Segmentation dataset records:
::::

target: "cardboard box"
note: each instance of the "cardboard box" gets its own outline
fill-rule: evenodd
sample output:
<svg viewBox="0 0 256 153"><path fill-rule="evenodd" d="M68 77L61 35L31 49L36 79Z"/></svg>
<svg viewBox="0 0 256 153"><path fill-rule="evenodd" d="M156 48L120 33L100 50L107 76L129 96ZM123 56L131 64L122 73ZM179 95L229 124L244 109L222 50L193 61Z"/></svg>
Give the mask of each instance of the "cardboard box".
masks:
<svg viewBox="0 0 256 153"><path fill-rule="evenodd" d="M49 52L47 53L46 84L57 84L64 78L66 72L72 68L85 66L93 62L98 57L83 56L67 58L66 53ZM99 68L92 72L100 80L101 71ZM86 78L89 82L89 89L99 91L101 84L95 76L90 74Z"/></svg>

::::

• EXERCISE TASK:
Reproduce the data above with each occurrence of "cardboard box" swapped for "wooden crate", keeping everything else unchanged.

• FULL RESPONSE:
target: "wooden crate"
note: each instance of the "wooden crate" gets its own outline
fill-rule: evenodd
sample output:
<svg viewBox="0 0 256 153"><path fill-rule="evenodd" d="M68 77L61 35L31 49L36 79Z"/></svg>
<svg viewBox="0 0 256 153"><path fill-rule="evenodd" d="M156 48L120 33L100 50L107 76L129 96ZM123 56L131 64L122 73ZM179 95L229 124L244 109L222 50L193 61Z"/></svg>
Give the mask of each instance of the "wooden crate".
masks:
<svg viewBox="0 0 256 153"><path fill-rule="evenodd" d="M49 52L47 53L46 84L57 84L64 78L66 72L72 68L85 66L93 62L98 57L83 56L67 58L66 53ZM99 68L92 72L100 80L101 71ZM86 78L89 82L89 89L99 91L101 84L95 76L90 74Z"/></svg>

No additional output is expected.